Work task: Copy out the data exactly as it appears, without a single image.

Records shown:
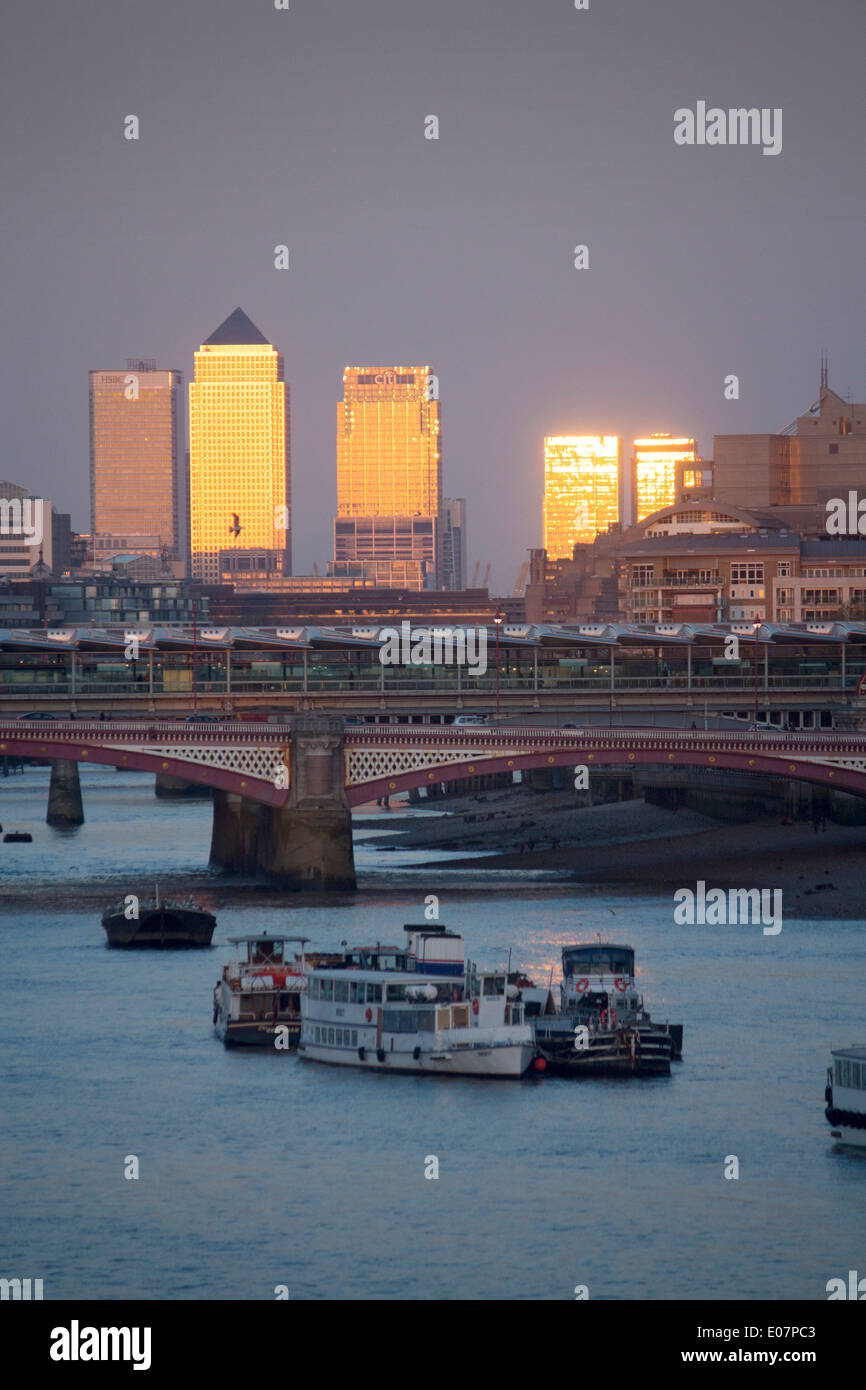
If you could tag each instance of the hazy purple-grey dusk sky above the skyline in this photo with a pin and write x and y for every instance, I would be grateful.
(305, 127)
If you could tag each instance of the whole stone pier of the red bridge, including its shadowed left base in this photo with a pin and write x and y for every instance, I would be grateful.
(307, 844)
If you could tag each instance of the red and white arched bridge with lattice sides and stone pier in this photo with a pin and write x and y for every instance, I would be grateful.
(284, 793)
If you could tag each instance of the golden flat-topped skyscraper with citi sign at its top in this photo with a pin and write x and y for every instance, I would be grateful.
(390, 476)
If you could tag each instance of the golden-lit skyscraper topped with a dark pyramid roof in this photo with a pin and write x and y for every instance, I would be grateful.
(240, 472)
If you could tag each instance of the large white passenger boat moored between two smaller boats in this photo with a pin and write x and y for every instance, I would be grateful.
(419, 1007)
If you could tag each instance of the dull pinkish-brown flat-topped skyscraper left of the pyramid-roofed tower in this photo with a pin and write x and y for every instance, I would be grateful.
(136, 429)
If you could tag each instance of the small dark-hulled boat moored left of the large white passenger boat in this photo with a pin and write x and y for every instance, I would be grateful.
(258, 996)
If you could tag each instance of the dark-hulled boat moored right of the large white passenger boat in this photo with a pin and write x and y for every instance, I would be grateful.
(603, 1028)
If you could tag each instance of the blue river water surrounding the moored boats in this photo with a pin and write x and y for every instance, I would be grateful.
(261, 1171)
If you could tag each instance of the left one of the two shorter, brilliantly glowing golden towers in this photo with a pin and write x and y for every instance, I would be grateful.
(582, 490)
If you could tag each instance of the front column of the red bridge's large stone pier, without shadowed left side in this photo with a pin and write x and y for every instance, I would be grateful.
(308, 843)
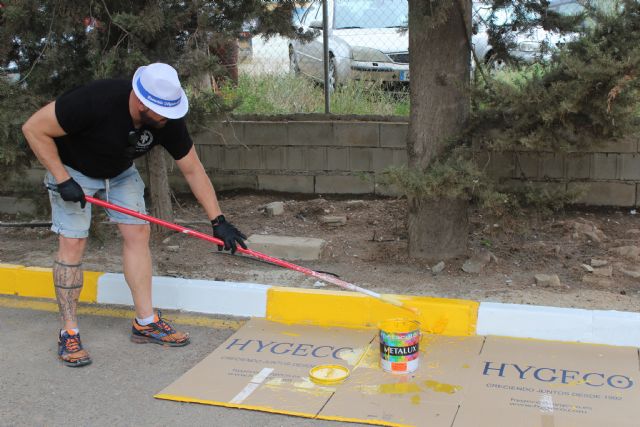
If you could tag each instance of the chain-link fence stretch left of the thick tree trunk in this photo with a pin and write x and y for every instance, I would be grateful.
(367, 71)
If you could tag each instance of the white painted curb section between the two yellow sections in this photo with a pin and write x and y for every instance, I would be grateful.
(201, 296)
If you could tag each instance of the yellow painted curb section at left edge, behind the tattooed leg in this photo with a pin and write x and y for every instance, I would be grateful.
(37, 282)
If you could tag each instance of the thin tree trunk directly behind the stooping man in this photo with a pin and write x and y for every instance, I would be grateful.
(159, 188)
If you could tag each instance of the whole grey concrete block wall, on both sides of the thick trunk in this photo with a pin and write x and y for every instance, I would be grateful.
(347, 157)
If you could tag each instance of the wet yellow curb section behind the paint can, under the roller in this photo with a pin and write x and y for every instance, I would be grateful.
(348, 309)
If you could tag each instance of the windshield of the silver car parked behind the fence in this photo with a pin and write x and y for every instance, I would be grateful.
(371, 14)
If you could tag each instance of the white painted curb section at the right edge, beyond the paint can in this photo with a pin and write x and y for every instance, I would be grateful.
(559, 324)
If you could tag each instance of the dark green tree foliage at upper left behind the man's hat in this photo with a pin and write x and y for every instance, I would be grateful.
(56, 45)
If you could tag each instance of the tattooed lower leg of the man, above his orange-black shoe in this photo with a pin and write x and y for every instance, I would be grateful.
(67, 279)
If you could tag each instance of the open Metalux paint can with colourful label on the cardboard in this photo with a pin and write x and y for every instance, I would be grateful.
(399, 345)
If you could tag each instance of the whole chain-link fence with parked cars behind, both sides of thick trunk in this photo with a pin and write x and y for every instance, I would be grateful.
(367, 48)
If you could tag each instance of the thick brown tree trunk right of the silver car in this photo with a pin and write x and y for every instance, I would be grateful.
(440, 70)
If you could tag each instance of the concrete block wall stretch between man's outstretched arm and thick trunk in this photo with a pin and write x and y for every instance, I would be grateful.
(308, 156)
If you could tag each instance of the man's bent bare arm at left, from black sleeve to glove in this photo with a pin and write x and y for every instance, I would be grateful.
(39, 131)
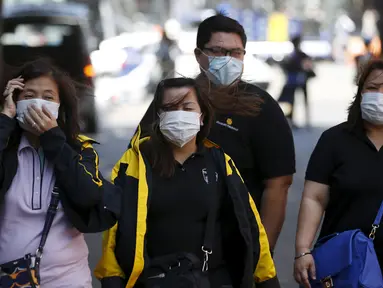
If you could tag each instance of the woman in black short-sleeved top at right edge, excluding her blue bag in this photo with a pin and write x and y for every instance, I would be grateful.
(344, 176)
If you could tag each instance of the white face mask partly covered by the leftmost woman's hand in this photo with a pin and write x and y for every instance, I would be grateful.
(22, 109)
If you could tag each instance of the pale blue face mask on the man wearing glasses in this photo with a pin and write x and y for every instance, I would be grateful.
(224, 70)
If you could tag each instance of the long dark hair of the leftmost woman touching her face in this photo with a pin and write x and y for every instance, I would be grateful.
(68, 119)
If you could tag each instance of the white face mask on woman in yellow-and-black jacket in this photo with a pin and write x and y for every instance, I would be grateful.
(179, 127)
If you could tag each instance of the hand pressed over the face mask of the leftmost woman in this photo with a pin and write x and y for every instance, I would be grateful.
(40, 120)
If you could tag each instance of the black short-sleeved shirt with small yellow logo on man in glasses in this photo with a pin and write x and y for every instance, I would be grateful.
(262, 147)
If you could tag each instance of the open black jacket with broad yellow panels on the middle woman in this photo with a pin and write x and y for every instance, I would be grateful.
(124, 251)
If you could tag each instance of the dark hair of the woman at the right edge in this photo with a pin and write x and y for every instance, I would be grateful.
(354, 111)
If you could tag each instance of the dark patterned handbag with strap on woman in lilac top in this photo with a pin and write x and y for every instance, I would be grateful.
(24, 272)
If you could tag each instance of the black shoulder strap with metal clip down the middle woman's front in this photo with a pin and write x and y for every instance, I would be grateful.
(207, 247)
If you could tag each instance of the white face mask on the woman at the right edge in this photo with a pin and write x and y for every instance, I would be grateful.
(372, 107)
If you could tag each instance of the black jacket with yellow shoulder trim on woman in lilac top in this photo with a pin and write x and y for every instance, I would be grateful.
(84, 193)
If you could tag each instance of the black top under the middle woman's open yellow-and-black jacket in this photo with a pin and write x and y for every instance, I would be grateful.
(179, 207)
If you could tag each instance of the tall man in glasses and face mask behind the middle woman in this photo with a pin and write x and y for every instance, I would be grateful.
(249, 124)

Expected output:
If you could tag each instance of the hazy purple-grey dusk sky above the skyline in this photo with a pin and write x and y for every instance, I would be grateful.
(305, 127)
If you could tag each instance of the whole stone pier of the red bridge, including its shadowed left base in this photo with a pin and write x and y for every instance, I would be grateful.
(307, 844)
If you could tag each instance of the red and white arched bridge with lattice sides and stone pier in this photo with a pin and write x and y for every instance, I would be grateful.
(284, 793)
If you could tag each instance of the golden flat-topped skyscraper with citi sign at its top in this photo with a pin and write x and y for every instance, I would be grateful.
(390, 476)
If you could tag each instance of the golden-lit skyscraper topped with a dark pyramid roof in this photo with a pin and write x and y for every instance, I would be grateful.
(240, 472)
If you could tag each instance of the large white passenger boat moored between two smaller boats in this photo with a pin and write x and y for every instance, I would be grateful.
(419, 1007)
If you could tag each instance of the dull pinkish-brown flat-topped skyscraper left of the pyramid-roofed tower in this photo with a pin and write x and y for every instance, I would be grateful.
(136, 429)
If you could tag each instance of the small dark-hulled boat moored left of the large white passenger boat in this photo with a pin and write x and y for every instance, I would be grateful.
(258, 996)
If you could tag each instance of the dark-hulled boat moored right of the large white passenger boat in this photo with a pin and write x and y for every instance, I would be grateful.
(603, 1028)
If you could tag each instance of the blue river water surrounding the moored boats in this photo with a pin and write x and y for every instance, I would be grateful.
(261, 1171)
If you could tag each instance of the left one of the two shorter, brilliantly glowing golden towers in this photo with a pin and write x and y for every instance, I would be grateful.
(582, 490)
If you could tag each instance of the front column of the red bridge's large stone pier, without shadowed left side in this photo with a pin and write x and y for every instance, I would be grateful.
(308, 843)
If you could tag each instance of the chain-link fence stretch left of the thick tree trunk in this photo with a pin and write x and y for every instance, I would be grateful.
(367, 71)
If you could tag each instance of the white painted curb section between the two yellow sections in this photo with a pin and write x and y for every instance, I would be grateful.
(201, 296)
If you could tag each instance of the yellow painted curb section at left edge, behind the tattooed leg in this photo with a pin and write x and y for every instance, I would be grateful.
(37, 282)
If you could tag each instance of the thin tree trunk directly behind the stooping man in this photo with a pin and write x and y for every instance, I would be grateful.
(159, 188)
If you could tag each instance of the whole grey concrete block wall, on both sides of the thick trunk in this photo with a pin and write x and y for every instance, I would be grateful.
(347, 157)
If you could tag each instance of the wet yellow curb section behind the paint can, under the roller in this photo with a pin and write x and y for every instance, I would be grateful.
(348, 309)
If you could tag each instance of the windshield of the silver car parked behind the fence in this photo with a pin and write x and y for every instance, I would be grateful.
(371, 14)
If you could tag each instance of the white painted curb section at the right edge, beyond the paint can in this photo with a pin and write x and y for every instance, I would be grateful.
(559, 324)
If you could tag each instance of the dark green tree foliage at upper left behind the man's hat in this photo with a pin and write x and y for every instance, I would be grateful.
(56, 45)
If you could tag each instance of the tattooed lower leg of the man, above his orange-black shoe in this photo with a pin and write x and y for every instance, I would be grateful.
(67, 279)
If you could tag each instance of the open Metalux paint can with colourful label on the cardboard in this photo with a pin and write x and y for every instance, I would be grateful.
(399, 345)
If you could tag each instance of the whole chain-link fence with parked cars behind, both sides of thick trunk in this photo with a pin and write x and y for every instance, I would be grateful.
(367, 48)
If you could tag each instance of the thick brown tree trunk right of the silver car in this photo with a pin and write x and y for every instance, I would be grateful.
(440, 70)
If you could tag each instance of the concrete block wall stretch between man's outstretched arm and thick trunk in this photo with a pin and write x and y for every instance, I would be grateful.
(308, 156)
If you could tag each instance of the man's bent bare arm at left, from black sleeve to glove in this photo with a pin and write x and y for every instance, I would be grateful.
(39, 131)
If you could tag each instance of the woman in black short-sleeved top at right edge, excluding her blue bag in this photo with a pin and write x and y for every instance, I would be grateful.
(344, 176)
If you could tag each instance of the white face mask partly covered by the leftmost woman's hand in this photo with a pin and write x and y for every instance, I would be grateful.
(22, 109)
If you could tag each instance of the pale blue face mask on the man wearing glasses in this photo with a pin and write x and y for every instance, I would be grateful.
(224, 70)
If you could tag each instance of the long dark hair of the leftmost woman touching her face in this photo with a pin and write x and y for every instance, I would be grateful.
(68, 119)
If you could tag each instance of the white face mask on woman in yellow-and-black jacket in this photo with a pin and write x and y for every instance, I would be grateful.
(179, 127)
If you could tag each instance of the hand pressed over the face mask of the leftmost woman in this photo with a pin and write x and y for every instance, I would be grateful.
(40, 120)
If you could tag each instance of the black short-sleeved shirt with small yellow logo on man in glasses in this photo with a pin and write x and y for every instance, I would be grateful.
(262, 147)
If you could tag each instance of the open black jacket with broad yellow panels on the middle woman in this photo with a pin and write x and y for every instance, I would be grateful.
(124, 251)
If you could tag each instance of the dark hair of the woman at the right edge in this photo with a pin and write x and y for every instance, I would be grateful.
(354, 111)
If you could tag each instance of the dark patterned handbag with strap on woman in lilac top in this photo with a pin and write x and y for every instance, I would be grateful.
(24, 272)
If you could tag each instance of the black shoulder strap with metal clip down the middle woman's front in this photo with a pin and write x and y for every instance, I would be grateful.
(207, 247)
If you could tag each instance of the white face mask on the woman at the right edge in this photo with a pin and write x and y for every instance, I would be grateful.
(372, 107)
If you could tag each instance of the black jacket with yellow shoulder trim on woman in lilac top in this photo with a pin and write x and y for every instance, I would be grateful.
(84, 193)
If you could tag each instance of the black top under the middle woman's open yellow-and-black jacket in this photo with a pin and write x and y for every instance, I would be grateful.
(179, 207)
If you could tag each instance of the tall man in glasses and face mask behind the middle woman in this photo with a pin and write x and y for every instance, I would be grateful.
(249, 124)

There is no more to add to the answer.